What you need to do —
1 > Edit the article on AI marketing: rewrite the part that opens with the words containing "There is a battle" and closes with "and their plans.", replacing "battle" with "struggle".
2 > In the article on AI marketing, what does the failure to learn how to use tools contribute to?
3 > Carry the article on AI marketing forward from its final sentence with the next part.

Text segment —
......
The start of AI marketing and the end of Neanderthal marketing

There is a battle going on between brands and marketing technology companies. It is unseen and unspoken. It is a battle for understanding. As marketing changes the mix of art and science to include a lot more science, many marketers are struggling to understand how the science works. Yes, they understand in principle the idea of using big data for better targeting for instance, but lack the knowledge and capability to actually execute on this. They hear that artificial intelligence is transformative, but they can't see how to apply it to their brand and their plans.

Brands are reliant on marketing technology partners and agencies to help them understand and execute, except that these people speak a foreign language, at least not one that marketers understand.

'Suck it up and learn this stuff' the technologists argue. Understanding AI is going to be fundamental to being in any marketing role from now on. We marketers have no choice but to get our heads around machine learning, chatbots, neural networks, programmatic buying, ad exchanges, real time bidding, deterministic ID's, etc. If we are going to use the tools available today to reach today's connected individuals we have to learn how. The failure to learn how to use tools contributed to the demise of the Neanderthals after all.
......
Data to examine —
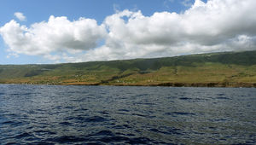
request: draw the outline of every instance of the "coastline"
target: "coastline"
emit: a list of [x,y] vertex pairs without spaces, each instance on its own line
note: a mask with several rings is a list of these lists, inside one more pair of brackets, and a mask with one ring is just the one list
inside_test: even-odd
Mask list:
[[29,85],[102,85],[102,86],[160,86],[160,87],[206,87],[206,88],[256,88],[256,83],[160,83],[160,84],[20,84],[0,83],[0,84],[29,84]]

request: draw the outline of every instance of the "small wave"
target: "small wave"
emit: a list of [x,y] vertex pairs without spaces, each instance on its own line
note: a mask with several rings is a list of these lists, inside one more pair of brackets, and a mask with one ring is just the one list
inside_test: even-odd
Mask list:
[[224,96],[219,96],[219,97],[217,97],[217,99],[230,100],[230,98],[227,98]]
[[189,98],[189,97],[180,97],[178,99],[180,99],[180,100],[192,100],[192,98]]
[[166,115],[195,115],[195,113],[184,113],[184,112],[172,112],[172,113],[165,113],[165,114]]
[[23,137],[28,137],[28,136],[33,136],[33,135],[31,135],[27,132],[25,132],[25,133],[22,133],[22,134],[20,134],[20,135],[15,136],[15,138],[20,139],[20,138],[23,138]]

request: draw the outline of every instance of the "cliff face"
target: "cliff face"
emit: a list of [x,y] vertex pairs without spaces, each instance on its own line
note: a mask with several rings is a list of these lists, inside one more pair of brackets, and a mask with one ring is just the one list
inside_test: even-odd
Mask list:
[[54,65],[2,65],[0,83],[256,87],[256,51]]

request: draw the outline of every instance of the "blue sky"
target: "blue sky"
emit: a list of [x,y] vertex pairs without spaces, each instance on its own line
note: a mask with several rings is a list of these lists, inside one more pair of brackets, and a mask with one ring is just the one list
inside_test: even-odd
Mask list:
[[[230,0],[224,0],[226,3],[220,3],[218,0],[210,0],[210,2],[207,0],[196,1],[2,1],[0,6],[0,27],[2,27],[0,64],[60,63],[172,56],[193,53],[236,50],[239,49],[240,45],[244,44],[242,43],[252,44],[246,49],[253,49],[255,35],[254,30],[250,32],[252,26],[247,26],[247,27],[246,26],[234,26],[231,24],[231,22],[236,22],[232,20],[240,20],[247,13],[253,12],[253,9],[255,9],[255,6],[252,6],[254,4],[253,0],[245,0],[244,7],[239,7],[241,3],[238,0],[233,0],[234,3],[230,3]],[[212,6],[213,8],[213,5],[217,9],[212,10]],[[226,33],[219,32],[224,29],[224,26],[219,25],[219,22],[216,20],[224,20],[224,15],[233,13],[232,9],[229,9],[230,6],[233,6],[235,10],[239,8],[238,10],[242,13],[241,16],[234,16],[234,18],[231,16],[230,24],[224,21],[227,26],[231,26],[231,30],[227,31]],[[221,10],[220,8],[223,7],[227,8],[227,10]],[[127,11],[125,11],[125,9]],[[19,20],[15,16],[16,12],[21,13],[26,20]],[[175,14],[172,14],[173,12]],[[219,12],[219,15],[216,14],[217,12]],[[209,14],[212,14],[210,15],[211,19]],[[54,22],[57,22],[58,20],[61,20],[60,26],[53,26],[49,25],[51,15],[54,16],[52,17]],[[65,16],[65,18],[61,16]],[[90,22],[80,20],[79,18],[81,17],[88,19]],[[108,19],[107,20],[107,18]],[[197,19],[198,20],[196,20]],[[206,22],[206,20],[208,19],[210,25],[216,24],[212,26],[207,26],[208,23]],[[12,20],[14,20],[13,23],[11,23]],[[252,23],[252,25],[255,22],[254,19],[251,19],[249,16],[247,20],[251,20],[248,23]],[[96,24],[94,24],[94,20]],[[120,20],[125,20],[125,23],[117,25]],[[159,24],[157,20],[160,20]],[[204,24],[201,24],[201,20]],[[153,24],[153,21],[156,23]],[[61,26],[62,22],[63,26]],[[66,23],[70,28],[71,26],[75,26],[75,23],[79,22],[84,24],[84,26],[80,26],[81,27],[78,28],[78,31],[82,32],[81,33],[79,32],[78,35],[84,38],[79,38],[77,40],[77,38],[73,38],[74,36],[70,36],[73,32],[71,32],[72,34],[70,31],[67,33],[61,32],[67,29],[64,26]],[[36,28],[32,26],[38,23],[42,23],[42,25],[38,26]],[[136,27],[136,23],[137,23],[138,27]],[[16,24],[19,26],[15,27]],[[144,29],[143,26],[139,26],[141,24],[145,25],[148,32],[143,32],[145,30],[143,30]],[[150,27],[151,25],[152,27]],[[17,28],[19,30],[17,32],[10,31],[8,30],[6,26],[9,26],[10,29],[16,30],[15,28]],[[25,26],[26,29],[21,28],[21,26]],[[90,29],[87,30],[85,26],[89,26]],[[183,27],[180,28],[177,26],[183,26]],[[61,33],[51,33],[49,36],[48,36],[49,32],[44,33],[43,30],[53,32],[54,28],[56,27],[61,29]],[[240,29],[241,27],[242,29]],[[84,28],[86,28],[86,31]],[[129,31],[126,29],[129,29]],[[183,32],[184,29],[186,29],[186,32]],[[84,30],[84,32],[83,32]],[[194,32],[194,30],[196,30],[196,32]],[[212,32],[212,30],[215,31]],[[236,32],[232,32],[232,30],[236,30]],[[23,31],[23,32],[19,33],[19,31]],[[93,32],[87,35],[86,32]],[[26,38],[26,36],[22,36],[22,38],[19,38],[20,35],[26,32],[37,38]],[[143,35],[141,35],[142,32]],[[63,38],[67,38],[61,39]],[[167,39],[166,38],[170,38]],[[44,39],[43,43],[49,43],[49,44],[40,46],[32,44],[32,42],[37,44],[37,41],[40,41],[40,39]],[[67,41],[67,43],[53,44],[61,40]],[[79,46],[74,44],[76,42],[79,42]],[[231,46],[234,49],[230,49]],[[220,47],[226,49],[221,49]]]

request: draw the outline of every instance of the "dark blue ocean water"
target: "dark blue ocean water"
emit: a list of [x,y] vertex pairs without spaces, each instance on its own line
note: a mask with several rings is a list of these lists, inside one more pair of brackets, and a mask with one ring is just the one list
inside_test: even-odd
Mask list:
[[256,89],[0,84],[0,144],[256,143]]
......
Expected outputs —
1 >
There is a struggle going on between brands and marketing technology companies. It is unseen and unspoken. It is a struggle for understanding. As marketing changes the mix of art and science to include a lot more science, many marketers are struggling to understand how the science works. Yes, they understand in principle the idea of using big data for better targeting for instance, but lack the knowledge and capability to actually execute on this. They hear that artificial intelligence is transformative, but they can't see how to apply it to their brand and their plans.

2 > The demise of the Neanderthals.

3 >
And yet. The technology companies are also wrong. If I don't understand how a technology or platform works then that's their fault, not mine. It means they can't (or won't) explain it to me in terms that make sense to me. I may not have a choice about using digital tools, but I definitely have a choice about who I buy it from. And there are lots of technology companies out there, with their barely differentiated product and services. In all likelihood, I will choose the one I understand best, not necessarily the one that does the job best. There should be enough salutary lessons from history of the best technology losing to better communications for tech companies to get this.

I am no digital native and I have battled my way through understanding many of the tools of the digital age, because there is no substitute for 'doing' over just reading or talking about something. As an educator and advisor, there is no way I could stand in front of people and talk about the need for them to understand these tools without having gone through that learning curve myself.